Extend the forum thread about weaving linen dish towels, picking up right after its final line.

>> start Document section

# Weaving- Dish towel



## betty boivin (Sep 12, 2012)

This is the first of 25 dish towels, 100% linen, woven 24 epi.

27 in wide, 36 in long. I plan to vary the insert pattern on several, and will do all over pattern on others. I will be using the Rose path pattern as there are several patterns on same threading and tie up. Thks for looking.


----------



## mama879 (Jan 27, 2011)

Wow very pretty and my kitchen colors to. lol Are you going to be gift giving?


----------



## BirchPoint (Feb 12, 2016)

That's a long warp if you are weaving 25! They will be wonderful. I can just feel the crisp fabric looking..!


----------



## Cdambro (Dec 30, 2013)

Very pretty!


----------



## LindaH (Feb 1, 2011)

Very nice work!!


----------



## FiberQueen (Aug 23, 2012)

Beautiful


----------



## JeanneW (Feb 9, 2013)

So nice!


----------



## betty boivin (Sep 12, 2012)

Actually i was quite surprised, it came out pretty soft for a first .wash. yes it is a long warp, I have a sectional backbeam.


----------



## Babalou (Jun 3, 2012)

Very nice. Just curious as to why you are making so many?


----------



## gardenpoet (Jun 24, 2016)

Really beautiful work.


----------



## Lsay3 (Sep 30, 2012)

Very pretty. I have a RH 20" and have made 4 sets of towls using different brands of 8/2 cotton. (Not mercerized.) I have learned that some cotton is better than others. Is Linen more absorbent than cotton? Is it harder or easier to weave with linen on a RH? I hate to go to all the work and expense to find the end result just moves water around. Organic cotton seemed to be the worst of what I purchased so far. 
I'd love to hear what others think.
Thank you.


----------



## Babalou (Jun 3, 2012)

Lsay3 said:


> Very pretty. I have a RH 20" and have made 4 sets of towls using different brands of 8/2 cotton. (Not mercerized.) I have learned that some cotton is better than others. Is Linen more absorbent than cotton? Is it harder or easier to weave with linen on a RH? I hate to go to all the work and expense to find the end result just moves water around. Organic cotton seemed to be the worst of what I purchased so far.

>> end Document section
>> start Record set

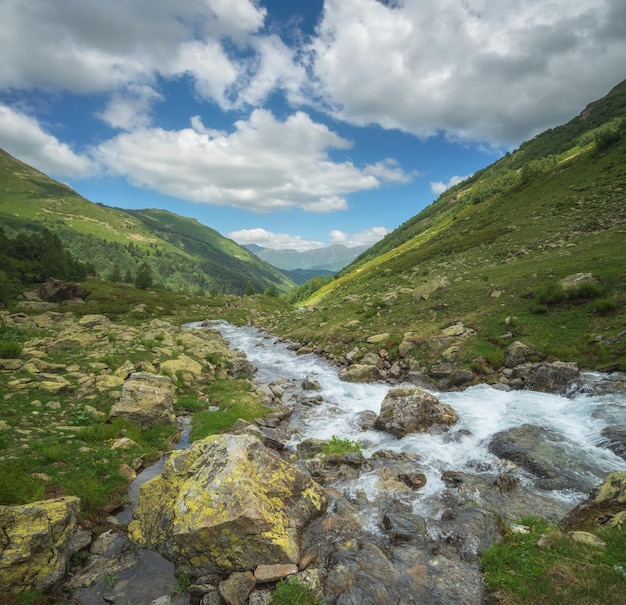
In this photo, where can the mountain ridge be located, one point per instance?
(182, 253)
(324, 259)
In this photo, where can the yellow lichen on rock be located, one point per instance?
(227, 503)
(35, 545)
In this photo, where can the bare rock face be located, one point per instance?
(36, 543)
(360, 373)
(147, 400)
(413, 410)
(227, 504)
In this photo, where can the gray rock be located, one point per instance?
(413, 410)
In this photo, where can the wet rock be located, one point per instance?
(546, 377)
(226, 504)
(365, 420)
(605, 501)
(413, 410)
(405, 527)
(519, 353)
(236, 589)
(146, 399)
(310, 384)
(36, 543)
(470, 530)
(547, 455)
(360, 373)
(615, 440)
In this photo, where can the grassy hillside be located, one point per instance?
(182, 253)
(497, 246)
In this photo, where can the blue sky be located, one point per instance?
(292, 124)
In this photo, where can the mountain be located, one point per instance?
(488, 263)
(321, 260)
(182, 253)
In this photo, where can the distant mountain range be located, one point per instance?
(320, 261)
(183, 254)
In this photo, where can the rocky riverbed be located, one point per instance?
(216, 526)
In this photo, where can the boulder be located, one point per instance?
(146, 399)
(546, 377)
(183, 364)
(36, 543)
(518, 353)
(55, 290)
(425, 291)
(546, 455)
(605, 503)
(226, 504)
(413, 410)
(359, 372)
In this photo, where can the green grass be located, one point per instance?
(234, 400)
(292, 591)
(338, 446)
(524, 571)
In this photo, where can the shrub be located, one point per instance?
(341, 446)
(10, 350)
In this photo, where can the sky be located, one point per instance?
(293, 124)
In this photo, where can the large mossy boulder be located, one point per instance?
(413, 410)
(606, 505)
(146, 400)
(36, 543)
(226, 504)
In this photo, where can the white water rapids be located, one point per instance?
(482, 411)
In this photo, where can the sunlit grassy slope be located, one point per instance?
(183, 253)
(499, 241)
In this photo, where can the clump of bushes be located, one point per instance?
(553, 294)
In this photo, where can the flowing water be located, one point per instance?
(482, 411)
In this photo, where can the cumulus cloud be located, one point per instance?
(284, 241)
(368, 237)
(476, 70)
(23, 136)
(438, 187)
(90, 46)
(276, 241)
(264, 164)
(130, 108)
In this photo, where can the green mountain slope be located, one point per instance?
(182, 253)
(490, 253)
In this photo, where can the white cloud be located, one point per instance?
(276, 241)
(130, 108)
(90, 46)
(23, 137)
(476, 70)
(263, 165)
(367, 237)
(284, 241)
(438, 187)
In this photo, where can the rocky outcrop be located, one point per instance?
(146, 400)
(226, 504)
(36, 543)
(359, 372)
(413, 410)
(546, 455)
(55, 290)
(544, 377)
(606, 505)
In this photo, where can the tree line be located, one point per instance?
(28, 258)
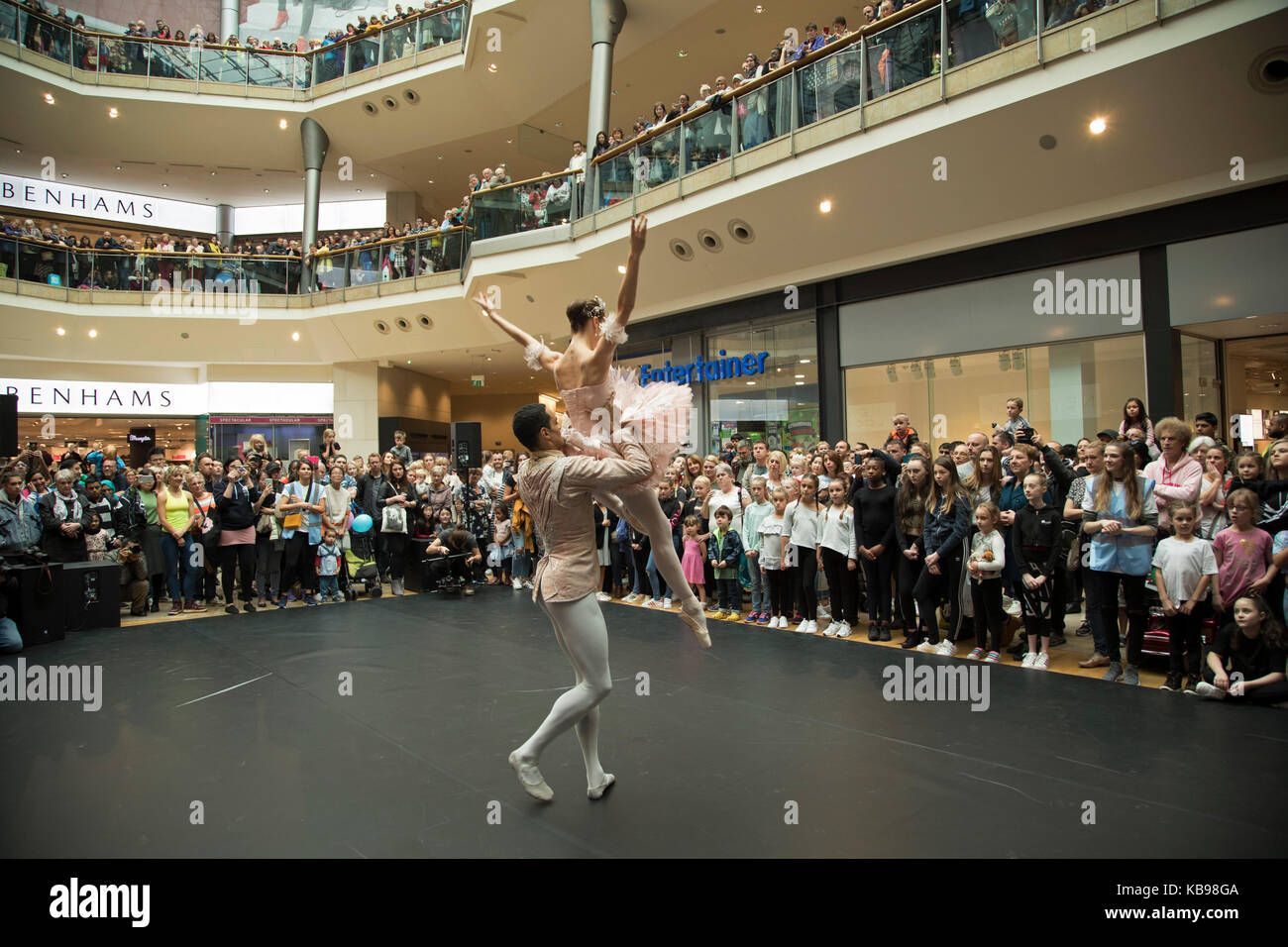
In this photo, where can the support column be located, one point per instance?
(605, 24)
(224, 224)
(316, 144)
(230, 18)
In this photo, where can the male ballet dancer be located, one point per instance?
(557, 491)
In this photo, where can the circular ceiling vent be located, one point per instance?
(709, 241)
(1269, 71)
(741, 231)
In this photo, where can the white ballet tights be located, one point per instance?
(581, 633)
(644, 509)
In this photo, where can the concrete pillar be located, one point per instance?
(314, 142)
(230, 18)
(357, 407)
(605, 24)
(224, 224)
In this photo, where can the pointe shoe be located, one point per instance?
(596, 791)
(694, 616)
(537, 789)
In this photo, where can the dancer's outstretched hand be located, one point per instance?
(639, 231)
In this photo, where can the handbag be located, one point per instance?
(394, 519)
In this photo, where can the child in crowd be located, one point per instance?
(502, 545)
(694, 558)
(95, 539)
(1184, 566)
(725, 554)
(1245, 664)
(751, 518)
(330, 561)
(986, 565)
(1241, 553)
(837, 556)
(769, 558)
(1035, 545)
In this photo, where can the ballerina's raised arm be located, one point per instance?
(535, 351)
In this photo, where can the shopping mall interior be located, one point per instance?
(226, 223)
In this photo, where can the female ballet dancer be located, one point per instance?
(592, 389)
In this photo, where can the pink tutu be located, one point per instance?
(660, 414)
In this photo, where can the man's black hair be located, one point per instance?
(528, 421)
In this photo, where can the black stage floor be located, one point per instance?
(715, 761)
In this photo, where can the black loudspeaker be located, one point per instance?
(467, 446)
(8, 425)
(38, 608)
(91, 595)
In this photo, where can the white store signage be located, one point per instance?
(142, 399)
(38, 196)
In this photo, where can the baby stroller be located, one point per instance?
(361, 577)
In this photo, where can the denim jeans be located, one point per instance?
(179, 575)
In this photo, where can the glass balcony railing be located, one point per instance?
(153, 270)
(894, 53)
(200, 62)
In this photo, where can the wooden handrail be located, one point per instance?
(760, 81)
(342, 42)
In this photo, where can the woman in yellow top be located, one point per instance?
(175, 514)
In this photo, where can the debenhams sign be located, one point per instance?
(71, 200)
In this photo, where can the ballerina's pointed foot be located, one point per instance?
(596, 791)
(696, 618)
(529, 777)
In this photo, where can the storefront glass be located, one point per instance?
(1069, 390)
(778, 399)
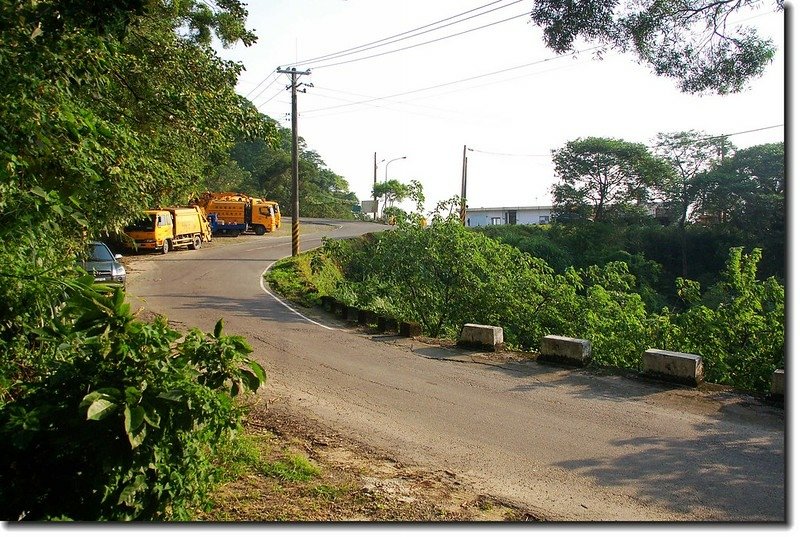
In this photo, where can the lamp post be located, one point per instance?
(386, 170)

>> end Record set
>> start Record set

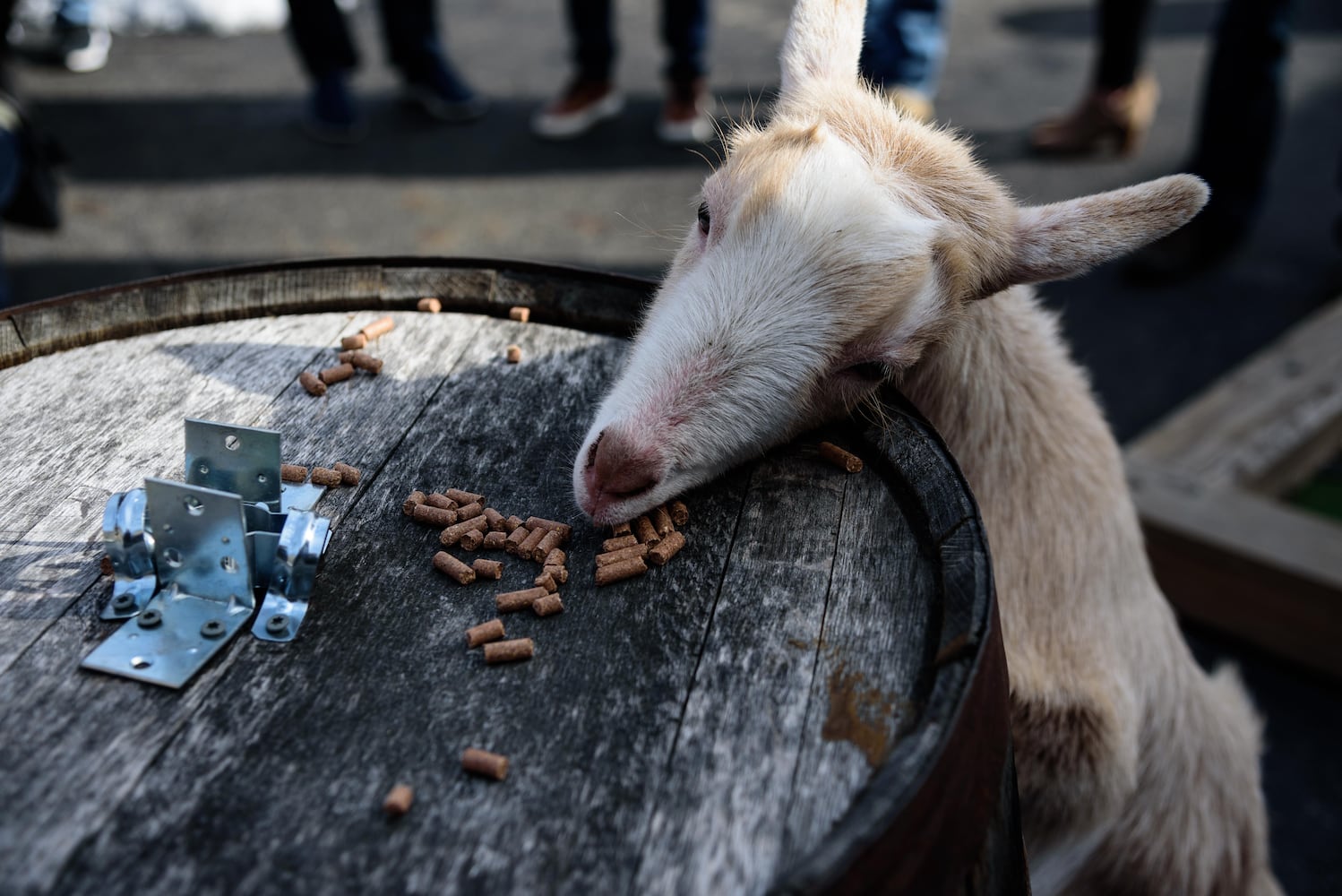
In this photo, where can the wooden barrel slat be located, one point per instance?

>> end Record set

__Final answer__
> I'd love to hear what others think.
> Thank you.


I've used mercerized and unmercerized. Un,ercerized seems more absorbent to me. Haven't made any with linen.


----------



## lovey (Nov 11, 2011)

:sm24:


----------



## wordancer (May 4, 2011)

Babalou said:


> Very nice. Just curious as to why you are making so many?


Me too.


----------



## mama879 (Jan 27, 2011)

Linen is wonderful for towels You can use a linen/cotton mix to knitpicks has a cotlin that is great not expensive if you would like to try it. The best is plain Jane cotton.
Some of the towels I made
http://www.knittingparadise.com/t-442766-1.html

http://www.knittingparadise.com/t-426296-1.html


----------



## mama879 (Jan 27, 2011)

Try some hemp the more you wet it the softer it gets.


----------



## Goodshepfarm (Jul 20, 2014)

mama879 said:


> Linen is wonderful for towels You can use a linen/cotton mix to knitpicks has a cotlin that is great not expensive if you would like to try it. The best is plain Jane cotton.
> Some of the towels I made
> http://www.knittingparadise.com/t-442766-1.html
> 
> http://www.knittingparadise.com/t-426296-1.html


I love you Plain Jane ones!


----------



## Goodshepfarm (Jul 20, 2014)

I love all this weaving. I wish I could find the right loom for me. I don't want anything big, not floor size.


----------



## ilmacheryl (Feb 3, 2013)

Goodshepfarm said:


> I love all this weaving. I wish I could find the right loom for me. I don't want anything big, not floor size.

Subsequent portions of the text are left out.